#### TEXT PROVIDED:
Monday, 27 February 2012

Five Questions: Dr. Jennifer Lokash


Into the Deep will be featuring brief profiles of faculty members in which they answer five questions about their own grad school experiences.


A recently tenured associate professor, Jennifer Lokash has been with Memorial’s English Department since Fall 2004. Jennifer’s specialty is British romantic literature, with a special emphasis on medicine, literature and the environment, and the gothic’s challenge to traditionalist conceptions of humanism and rationality. 

Jennifer did her graduate work at McGill University in Montreal.

She will next be teaching a graduate course in the winter term of 2013 with “Posthumanism and the Gothic: Animals, Monsters and Machines.”




1. What was your best grad school experience?

Defending my dissertation.


2. What was your worst grad school experience?

Defending my dissertation.

3. What was the place outside your home/apartment where you spent the most time?

Putting my advanced procrastination skills to good use, I spent a lot of time at the movie theatre, the yoga studio, and the cafe around the corner from my apartment. But I probably logged more hours at Thomson House (McGill's grad society building/bar), than anywhere else in Montreal.

4. What text/book did you do in grad school that you never, ever want to encounter again?

#### RECORDS SHOWN:
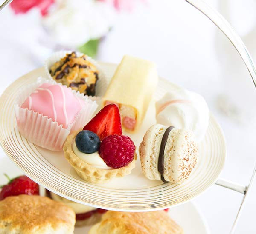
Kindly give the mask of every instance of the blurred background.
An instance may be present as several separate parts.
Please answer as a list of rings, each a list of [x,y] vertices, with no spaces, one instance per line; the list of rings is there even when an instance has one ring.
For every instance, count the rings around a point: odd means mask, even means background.
[[[205,1],[227,19],[256,60],[256,2]],[[221,177],[249,183],[256,160],[256,91],[231,43],[185,1],[14,0],[0,12],[0,94],[61,49],[116,63],[125,54],[154,61],[160,76],[203,95],[220,123],[228,150]],[[255,183],[235,233],[256,233]],[[214,185],[195,202],[211,233],[225,234],[242,198]]]

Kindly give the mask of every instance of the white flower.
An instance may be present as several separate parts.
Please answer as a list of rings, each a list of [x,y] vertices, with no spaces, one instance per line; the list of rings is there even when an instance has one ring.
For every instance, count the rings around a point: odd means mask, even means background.
[[[92,0],[58,1],[57,8],[43,19],[56,42],[77,47],[104,36],[112,26],[115,12],[109,5]]]

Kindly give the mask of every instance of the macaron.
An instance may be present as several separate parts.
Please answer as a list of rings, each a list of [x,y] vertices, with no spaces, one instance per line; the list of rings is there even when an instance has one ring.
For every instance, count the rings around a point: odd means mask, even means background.
[[[160,124],[147,131],[139,151],[145,176],[165,183],[184,181],[198,159],[198,146],[191,131]]]

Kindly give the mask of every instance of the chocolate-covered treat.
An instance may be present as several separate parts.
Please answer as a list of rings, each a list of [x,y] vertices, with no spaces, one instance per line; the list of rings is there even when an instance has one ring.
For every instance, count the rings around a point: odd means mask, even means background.
[[[95,95],[99,72],[85,55],[78,57],[75,52],[67,54],[52,66],[49,72],[57,82],[84,95]]]

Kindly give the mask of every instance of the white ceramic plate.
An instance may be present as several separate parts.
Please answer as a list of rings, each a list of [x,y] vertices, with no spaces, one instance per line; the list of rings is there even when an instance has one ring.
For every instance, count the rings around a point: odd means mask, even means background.
[[[5,184],[7,181],[3,173],[7,173],[11,178],[23,174],[23,172],[7,157],[1,155],[0,148],[0,185]],[[185,233],[190,234],[209,234],[207,222],[194,204],[191,202],[169,210],[171,217],[180,225]],[[76,228],[75,234],[86,234],[90,227]]]
[[[116,66],[101,63],[108,80]],[[213,184],[223,167],[226,146],[222,131],[211,115],[204,140],[198,145],[199,160],[188,180],[177,185],[150,180],[143,174],[140,159],[132,173],[102,185],[83,181],[64,158],[62,152],[34,145],[18,131],[13,103],[17,91],[38,76],[47,78],[44,68],[35,70],[12,83],[0,98],[0,143],[10,158],[34,180],[62,197],[86,205],[109,210],[143,211],[166,208],[188,201]],[[160,79],[154,97],[160,98],[176,87]],[[154,102],[136,134],[130,134],[138,146],[148,128],[155,122]]]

#### TASKS AND EXERCISES:
• 1. Can you revise the Jennifer Lokash profile starting at "1. What was" and ending at "to encounter again?", putting "thesis" wherever "dissertation" appears?
• 2. Answer these questions from the Jennifer Lokash profile:
(a) At which university did she do her graduate work?
(b) Since when has she been with Memorial's English Department?
(c) Where did she probably log more hours than anywhere else in Montreal?

#### ANSWERS TO THE EXERCISES:
• 1.
1. What was your best grad school experience?

Defending my thesis.


2. What was your worst grad school experience?

Defending my thesis.

3. What was the place outside your home/apartment where you spent the most time?

Putting my advanced procrastination skills to good use, I spent a lot of time at the movie theatre, the yoga studio, and the cafe around the corner from my apartment. But I probably logged more hours at Thomson House (McGill's grad society building/bar), than anywhere else in Montreal.

4. What text/book did you do in grad school that you never, ever want to encounter again?

• 2.
(a) McGill University in Montreal
(b) Since Fall 2004
(c) At Thomson House, McGill's grad society building/bar